= EXERCISE DETAILS =
What is needed here is an exact copy of every entry.

= DATA =
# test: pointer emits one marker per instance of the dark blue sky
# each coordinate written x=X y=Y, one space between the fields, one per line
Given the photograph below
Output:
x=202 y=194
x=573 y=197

= THE REPLY =
# test: pointer emits one marker per instance of the dark blue sky
# each coordinate written x=X y=Y, one space between the fields, one per line
Given the photograph below
Output:
x=202 y=194
x=573 y=197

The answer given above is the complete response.